━━ Record excerpts
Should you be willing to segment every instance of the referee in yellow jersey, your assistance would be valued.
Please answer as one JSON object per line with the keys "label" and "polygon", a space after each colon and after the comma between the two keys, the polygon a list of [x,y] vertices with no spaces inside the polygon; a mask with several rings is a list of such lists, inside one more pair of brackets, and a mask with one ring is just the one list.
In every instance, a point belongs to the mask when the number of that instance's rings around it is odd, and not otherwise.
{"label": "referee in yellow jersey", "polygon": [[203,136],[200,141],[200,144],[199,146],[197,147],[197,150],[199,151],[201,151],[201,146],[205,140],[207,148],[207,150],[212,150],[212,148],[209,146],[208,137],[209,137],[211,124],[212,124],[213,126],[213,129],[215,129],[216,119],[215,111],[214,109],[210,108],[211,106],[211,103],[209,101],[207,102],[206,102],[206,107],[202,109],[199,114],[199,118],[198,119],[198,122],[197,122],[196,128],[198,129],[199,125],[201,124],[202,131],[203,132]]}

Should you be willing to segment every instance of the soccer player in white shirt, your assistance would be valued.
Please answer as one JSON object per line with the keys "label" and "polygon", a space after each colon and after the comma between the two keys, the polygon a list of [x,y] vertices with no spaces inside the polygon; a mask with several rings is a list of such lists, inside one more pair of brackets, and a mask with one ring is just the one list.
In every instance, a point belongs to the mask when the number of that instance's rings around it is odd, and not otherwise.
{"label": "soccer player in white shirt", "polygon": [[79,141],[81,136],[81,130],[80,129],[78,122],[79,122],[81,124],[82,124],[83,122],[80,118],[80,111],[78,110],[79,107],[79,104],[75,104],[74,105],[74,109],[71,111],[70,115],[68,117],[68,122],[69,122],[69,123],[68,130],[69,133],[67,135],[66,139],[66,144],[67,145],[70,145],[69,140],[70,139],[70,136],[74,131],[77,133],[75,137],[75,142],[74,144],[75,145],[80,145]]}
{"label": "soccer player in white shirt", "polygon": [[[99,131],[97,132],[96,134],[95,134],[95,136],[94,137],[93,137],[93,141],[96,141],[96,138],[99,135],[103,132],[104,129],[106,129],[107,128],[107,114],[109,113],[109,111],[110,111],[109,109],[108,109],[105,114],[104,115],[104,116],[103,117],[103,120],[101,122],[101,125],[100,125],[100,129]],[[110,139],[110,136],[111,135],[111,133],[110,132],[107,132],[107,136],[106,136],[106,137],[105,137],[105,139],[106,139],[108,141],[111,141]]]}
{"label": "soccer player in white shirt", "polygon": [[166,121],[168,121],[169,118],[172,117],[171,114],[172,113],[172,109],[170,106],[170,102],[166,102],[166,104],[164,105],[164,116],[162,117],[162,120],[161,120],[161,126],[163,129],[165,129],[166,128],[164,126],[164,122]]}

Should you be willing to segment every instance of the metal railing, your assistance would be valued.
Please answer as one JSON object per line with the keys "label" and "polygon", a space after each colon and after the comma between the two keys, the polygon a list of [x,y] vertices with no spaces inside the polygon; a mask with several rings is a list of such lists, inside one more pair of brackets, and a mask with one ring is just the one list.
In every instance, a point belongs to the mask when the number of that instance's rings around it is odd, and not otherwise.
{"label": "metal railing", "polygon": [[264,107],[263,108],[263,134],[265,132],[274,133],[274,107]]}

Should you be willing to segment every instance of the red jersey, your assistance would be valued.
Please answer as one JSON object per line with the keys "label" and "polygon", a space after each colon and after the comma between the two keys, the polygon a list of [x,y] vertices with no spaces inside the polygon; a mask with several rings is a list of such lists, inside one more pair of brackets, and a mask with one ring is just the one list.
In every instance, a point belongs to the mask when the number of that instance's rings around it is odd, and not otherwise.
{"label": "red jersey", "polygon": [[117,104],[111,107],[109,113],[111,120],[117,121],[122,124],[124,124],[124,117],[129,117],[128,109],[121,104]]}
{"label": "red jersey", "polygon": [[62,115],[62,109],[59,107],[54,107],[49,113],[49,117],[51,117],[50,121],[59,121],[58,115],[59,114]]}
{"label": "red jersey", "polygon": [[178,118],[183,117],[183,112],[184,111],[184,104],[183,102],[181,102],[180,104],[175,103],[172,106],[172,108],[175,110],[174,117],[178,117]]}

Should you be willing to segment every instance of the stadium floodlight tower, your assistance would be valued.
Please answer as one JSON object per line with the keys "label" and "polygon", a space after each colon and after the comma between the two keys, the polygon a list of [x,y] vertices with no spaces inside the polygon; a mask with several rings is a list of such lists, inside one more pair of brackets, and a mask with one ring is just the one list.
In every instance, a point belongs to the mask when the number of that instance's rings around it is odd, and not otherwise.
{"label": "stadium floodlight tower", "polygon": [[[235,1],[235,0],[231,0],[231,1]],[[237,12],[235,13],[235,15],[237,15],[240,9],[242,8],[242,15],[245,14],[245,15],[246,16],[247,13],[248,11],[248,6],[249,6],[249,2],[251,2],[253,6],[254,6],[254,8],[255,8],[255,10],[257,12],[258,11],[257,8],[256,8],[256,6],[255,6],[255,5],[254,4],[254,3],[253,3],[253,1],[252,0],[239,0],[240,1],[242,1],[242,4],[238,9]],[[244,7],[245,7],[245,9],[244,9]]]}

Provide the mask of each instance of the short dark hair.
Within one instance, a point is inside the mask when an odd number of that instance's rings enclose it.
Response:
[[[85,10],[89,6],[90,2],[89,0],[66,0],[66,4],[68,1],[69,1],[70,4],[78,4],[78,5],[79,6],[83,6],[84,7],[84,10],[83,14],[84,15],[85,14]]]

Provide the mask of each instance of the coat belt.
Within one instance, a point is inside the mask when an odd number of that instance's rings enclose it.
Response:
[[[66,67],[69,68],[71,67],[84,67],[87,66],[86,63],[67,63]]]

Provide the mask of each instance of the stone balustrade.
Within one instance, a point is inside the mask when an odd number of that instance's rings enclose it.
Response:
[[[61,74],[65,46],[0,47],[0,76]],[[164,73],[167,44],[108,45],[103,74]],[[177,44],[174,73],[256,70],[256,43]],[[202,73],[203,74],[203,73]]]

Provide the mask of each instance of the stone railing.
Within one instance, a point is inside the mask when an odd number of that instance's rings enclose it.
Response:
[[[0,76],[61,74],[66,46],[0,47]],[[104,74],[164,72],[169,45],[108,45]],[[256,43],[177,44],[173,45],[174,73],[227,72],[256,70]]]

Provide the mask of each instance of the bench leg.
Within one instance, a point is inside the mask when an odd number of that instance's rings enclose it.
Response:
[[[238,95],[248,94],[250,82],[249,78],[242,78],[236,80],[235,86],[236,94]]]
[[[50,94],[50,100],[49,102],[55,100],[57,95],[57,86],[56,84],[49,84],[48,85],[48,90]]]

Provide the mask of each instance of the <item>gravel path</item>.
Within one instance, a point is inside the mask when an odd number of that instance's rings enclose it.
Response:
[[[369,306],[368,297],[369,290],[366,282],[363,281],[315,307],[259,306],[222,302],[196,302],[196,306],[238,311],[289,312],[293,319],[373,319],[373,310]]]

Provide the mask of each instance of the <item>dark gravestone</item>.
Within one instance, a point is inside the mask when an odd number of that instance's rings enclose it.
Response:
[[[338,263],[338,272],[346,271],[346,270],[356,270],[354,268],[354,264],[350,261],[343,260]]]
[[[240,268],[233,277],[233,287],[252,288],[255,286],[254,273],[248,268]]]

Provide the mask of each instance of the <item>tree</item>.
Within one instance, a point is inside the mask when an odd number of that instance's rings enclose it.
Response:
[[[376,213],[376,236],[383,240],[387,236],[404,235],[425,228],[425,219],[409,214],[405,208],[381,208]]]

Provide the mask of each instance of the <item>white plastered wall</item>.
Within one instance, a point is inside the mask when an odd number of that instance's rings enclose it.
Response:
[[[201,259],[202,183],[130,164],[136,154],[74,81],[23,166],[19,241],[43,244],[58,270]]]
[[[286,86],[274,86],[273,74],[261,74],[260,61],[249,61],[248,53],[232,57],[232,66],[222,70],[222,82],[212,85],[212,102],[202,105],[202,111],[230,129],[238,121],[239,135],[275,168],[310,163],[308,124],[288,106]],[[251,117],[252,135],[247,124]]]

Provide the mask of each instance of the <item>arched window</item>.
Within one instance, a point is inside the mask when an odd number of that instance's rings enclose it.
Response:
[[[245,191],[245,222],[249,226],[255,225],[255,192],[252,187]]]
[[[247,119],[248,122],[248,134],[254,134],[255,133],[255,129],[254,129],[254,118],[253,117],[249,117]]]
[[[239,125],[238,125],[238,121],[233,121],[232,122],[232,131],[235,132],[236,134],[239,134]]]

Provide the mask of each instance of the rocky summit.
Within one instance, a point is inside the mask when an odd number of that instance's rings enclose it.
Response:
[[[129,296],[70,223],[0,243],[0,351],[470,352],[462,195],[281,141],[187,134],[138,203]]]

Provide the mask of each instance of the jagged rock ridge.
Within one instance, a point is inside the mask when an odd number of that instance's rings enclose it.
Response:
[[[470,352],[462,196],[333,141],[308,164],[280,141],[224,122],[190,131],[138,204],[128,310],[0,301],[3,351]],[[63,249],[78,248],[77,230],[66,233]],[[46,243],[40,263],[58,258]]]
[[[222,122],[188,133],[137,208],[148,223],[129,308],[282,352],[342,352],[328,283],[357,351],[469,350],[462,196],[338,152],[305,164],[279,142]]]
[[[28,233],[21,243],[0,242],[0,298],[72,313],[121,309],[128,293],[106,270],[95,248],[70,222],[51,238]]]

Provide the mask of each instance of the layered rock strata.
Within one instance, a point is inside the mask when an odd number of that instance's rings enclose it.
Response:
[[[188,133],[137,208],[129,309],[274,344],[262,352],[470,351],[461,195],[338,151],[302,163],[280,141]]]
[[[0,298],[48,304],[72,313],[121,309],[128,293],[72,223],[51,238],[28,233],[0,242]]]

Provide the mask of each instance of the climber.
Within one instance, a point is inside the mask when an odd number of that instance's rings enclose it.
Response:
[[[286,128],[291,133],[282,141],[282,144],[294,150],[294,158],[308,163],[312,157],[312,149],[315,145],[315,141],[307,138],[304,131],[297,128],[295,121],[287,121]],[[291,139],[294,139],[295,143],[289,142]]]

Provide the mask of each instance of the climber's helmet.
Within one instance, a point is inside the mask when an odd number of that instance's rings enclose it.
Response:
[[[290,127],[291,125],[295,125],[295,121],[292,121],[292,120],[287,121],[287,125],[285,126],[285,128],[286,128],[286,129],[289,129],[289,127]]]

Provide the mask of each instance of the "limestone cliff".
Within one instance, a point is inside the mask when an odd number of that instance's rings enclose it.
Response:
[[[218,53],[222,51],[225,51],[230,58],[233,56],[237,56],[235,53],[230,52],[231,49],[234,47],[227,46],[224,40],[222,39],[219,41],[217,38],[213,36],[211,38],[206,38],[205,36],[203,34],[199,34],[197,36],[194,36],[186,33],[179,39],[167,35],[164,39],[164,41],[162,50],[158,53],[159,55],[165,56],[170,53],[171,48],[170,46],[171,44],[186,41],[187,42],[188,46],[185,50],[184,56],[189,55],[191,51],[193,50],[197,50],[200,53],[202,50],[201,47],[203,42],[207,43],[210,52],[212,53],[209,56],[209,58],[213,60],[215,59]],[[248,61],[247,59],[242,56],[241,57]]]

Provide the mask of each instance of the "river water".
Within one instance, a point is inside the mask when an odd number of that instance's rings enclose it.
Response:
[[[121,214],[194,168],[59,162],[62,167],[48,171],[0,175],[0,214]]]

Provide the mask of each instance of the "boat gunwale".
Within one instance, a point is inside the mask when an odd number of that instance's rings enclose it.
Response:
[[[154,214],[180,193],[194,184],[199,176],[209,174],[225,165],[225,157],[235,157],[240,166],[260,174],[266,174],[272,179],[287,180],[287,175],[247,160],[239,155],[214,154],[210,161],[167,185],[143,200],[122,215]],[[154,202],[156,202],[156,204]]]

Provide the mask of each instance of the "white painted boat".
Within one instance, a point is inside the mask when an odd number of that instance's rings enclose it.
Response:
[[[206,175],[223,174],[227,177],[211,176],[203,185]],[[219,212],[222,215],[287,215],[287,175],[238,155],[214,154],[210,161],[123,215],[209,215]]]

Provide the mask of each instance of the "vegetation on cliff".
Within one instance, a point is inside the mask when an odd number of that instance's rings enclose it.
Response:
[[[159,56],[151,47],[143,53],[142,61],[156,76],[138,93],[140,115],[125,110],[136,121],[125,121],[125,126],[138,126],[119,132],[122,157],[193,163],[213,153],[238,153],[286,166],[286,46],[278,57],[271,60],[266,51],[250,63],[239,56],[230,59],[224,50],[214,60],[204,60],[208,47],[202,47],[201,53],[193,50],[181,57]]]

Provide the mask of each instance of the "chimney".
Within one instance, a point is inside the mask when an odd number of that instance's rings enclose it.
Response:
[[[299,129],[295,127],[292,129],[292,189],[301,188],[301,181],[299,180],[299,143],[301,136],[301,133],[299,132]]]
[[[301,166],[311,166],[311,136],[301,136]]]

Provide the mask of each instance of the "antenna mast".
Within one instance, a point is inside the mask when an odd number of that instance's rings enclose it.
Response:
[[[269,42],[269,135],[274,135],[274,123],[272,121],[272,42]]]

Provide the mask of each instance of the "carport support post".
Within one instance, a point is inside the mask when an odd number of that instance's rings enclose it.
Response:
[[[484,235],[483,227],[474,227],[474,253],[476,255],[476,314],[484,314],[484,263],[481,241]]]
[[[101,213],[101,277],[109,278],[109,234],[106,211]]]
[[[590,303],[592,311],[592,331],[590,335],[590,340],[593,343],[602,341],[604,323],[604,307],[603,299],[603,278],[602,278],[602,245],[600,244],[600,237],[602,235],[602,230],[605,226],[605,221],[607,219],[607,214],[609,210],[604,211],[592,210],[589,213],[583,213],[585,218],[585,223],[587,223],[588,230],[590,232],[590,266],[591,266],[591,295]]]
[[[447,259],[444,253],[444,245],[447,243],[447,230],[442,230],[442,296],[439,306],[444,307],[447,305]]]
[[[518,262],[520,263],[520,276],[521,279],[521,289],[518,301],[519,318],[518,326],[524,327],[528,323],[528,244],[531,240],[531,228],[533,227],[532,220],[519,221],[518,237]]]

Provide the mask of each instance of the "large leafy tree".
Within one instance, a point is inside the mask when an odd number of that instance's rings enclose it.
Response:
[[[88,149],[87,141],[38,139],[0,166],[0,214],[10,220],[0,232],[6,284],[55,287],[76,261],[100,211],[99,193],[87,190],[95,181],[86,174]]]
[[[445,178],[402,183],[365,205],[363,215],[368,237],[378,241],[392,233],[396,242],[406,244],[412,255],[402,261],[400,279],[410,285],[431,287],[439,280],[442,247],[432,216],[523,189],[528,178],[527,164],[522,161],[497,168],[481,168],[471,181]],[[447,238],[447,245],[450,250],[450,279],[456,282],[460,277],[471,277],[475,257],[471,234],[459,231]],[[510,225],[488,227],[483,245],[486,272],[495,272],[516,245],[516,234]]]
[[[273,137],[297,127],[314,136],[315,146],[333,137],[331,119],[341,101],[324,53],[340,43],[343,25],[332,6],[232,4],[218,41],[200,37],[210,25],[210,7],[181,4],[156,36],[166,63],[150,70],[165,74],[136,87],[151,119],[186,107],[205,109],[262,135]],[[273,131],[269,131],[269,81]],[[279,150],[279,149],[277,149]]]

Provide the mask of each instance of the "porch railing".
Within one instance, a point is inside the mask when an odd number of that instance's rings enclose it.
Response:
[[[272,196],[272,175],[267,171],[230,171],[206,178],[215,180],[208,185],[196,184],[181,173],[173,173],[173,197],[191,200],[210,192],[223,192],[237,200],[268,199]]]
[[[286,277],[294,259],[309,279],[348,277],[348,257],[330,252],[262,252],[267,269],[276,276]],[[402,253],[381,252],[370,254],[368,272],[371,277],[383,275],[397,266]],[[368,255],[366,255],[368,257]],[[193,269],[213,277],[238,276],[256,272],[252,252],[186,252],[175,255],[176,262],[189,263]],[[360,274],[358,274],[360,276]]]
━━━━
_Directive_
Reproduce every line from the line with "Provide the mask of each instance of the <item>arched" up to and including the line with "[[[245,191],[245,222],[249,226],[255,225],[255,192],[252,187]]]", shifting each x and y vertex coordinate in the answer polygons up by 121. Leave all other text unchanged.

_In response_
Provide the mask of each instance of the <item>arched window</item>.
Within one instance, a point is inside the mask when an odd number of that instance's rings enclose it.
Response:
[[[366,312],[366,343],[370,347],[376,346],[376,313],[373,308]]]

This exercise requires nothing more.